Task directions:
Starting with the line that contains "If you could point at the door", copy every line through the end of the data below, exactly and with nothing added.

Data shown: Begin

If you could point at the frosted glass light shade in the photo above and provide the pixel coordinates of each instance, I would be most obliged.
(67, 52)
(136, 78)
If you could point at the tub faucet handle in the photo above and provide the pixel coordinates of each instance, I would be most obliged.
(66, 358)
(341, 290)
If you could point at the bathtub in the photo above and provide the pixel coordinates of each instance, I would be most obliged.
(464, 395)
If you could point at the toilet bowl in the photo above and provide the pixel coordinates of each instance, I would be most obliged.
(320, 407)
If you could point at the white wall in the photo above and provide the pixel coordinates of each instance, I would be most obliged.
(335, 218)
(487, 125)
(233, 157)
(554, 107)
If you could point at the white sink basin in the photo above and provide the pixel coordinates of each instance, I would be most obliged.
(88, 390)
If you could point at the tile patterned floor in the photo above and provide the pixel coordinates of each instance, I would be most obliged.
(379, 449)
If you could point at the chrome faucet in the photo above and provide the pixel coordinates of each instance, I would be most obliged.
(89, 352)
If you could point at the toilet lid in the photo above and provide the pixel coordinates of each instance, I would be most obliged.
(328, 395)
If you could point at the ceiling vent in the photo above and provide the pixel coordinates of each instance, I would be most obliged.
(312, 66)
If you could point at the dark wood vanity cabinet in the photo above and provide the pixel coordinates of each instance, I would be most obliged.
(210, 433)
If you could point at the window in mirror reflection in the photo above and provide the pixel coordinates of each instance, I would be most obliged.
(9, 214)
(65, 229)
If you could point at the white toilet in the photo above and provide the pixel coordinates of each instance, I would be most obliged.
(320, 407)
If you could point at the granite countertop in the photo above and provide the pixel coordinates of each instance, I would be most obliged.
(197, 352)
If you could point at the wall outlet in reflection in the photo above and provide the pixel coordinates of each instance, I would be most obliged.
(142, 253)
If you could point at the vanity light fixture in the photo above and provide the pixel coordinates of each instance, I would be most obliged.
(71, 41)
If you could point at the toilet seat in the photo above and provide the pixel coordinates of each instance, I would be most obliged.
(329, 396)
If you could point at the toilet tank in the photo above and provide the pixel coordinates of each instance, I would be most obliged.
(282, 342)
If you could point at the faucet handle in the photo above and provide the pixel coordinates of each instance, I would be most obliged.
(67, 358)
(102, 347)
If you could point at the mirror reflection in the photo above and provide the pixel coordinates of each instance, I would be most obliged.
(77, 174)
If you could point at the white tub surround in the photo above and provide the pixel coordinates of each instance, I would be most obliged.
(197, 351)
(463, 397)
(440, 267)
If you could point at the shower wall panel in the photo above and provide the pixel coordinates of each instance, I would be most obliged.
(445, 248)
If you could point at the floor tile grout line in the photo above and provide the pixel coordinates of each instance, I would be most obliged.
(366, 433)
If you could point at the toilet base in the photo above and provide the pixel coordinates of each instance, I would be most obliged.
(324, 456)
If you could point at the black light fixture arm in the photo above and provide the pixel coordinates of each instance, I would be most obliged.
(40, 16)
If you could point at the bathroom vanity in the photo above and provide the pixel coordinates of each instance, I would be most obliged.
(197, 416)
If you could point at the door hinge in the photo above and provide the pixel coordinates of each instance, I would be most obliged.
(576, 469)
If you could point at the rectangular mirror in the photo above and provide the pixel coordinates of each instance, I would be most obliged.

Data shown: End

Finished task:
If you could point at the door hinge in the photo above and provide the pixel coordinates of each instance, I would be most obliged.
(576, 469)
If you could point at the rectangular mirror in the photo above and provide the pixel coordinates of each instance, I would be most obliged.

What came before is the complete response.